The α-crystallin domain building block
Consistent with its conserved sequence, the α-crystallin domain is a common structural module that plays a central role in sHSP oligomeric structure across the evolutionary spectrum. α-Crystallin domain dimers are the building block for the two ordered sHSP oligomers with known high resolution structures, Methanocaldococcus jannashii (MJ) Hsp16.5 (44) and Triticum aestivum (Ta) Hsp16.9 (47) (Figure 1B). Each α-crystallin domain monomer has an immunoglobulin core fold consisting of seven β-strands arranged in two antiparallel sheets (Figure 1C). The two monomers interact via an extended loop and the dimer is stabilized by swapping of a peripheral β-strand (β6) which interacts with the edge of the β-sandwich in the symmetry-related subunit. While this seven-stranded core fold is conserved in the mammalian sHSP αA-crystallin (55), sequence modifications, including deletion of the swapped strand, lead to a different dimerization interface (5658). In αA-crystallin and Hsp27, the two monomers are related by a two-fold symmetry axis located near the N-terminal end of strand 7 (Figure 1C). A similar geometry for the αB-crystallin dimer was deduced from small angle x-ray scattering (59) suggesting that the altered monomer/monomer packing is conserved among mammalian sHSP and thus may have important consequences for their oligomeric structures. Recent NMR analysis of a truncated construct of αB-crystallin consisting of its α-crystallin domain identified six β-strands (60). The sequence corresponding to β2 of αA-crystallin appeared unstructured, possibly reflecting an artifact of truncation or more interestingly structural differences between αA- and αB-crystallin. Although the authors suggest their data in the region of strand 7 differ from the EPR model, close inspection of their sequence-specific secondary structure assignment suggests the perceived deviation of one residue (F113) is simply an artifact of sequence alignment.
****
Work request ->
In the passage on the α-crystallin domain, what does the immunoglobulin core fold of each α-crystallin domain monomer consist of?

Stored data entries
****
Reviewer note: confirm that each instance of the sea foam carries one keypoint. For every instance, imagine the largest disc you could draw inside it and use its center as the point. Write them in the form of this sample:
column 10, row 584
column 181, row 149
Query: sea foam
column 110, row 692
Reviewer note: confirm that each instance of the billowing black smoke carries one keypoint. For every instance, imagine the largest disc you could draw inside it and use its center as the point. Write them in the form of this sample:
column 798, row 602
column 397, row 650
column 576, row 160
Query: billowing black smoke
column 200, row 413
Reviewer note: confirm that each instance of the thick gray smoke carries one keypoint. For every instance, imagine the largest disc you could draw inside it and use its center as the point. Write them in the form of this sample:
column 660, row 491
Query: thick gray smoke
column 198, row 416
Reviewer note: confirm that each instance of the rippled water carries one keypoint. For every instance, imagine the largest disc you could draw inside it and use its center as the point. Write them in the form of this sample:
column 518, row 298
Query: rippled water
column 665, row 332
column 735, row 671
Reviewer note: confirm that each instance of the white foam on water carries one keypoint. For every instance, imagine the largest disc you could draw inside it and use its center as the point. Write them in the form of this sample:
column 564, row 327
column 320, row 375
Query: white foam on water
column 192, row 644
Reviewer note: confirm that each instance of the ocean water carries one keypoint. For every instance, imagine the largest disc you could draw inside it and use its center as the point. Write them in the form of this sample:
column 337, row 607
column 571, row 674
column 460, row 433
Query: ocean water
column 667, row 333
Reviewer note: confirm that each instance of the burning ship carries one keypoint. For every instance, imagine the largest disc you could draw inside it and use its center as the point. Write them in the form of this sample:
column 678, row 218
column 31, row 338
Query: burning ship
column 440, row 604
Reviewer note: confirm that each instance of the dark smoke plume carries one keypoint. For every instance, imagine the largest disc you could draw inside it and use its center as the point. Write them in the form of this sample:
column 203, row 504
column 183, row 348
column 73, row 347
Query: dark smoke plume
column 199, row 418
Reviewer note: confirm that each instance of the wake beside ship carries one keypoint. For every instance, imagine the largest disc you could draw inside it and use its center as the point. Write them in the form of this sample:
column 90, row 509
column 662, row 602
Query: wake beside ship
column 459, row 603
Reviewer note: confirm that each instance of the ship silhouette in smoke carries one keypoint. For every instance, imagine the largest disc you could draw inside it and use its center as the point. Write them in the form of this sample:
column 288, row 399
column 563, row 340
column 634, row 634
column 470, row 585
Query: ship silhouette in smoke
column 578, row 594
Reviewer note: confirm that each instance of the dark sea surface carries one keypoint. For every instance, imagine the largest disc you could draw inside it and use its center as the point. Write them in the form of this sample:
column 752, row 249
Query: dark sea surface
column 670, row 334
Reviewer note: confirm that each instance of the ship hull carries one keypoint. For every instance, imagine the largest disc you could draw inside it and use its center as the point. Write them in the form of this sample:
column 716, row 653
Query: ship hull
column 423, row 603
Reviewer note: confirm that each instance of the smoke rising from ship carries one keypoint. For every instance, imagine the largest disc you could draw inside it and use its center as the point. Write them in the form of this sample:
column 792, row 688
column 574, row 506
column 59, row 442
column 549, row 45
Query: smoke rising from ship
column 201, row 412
****
Answer section ->
Seven β-strands arranged in two antiparallel sheets.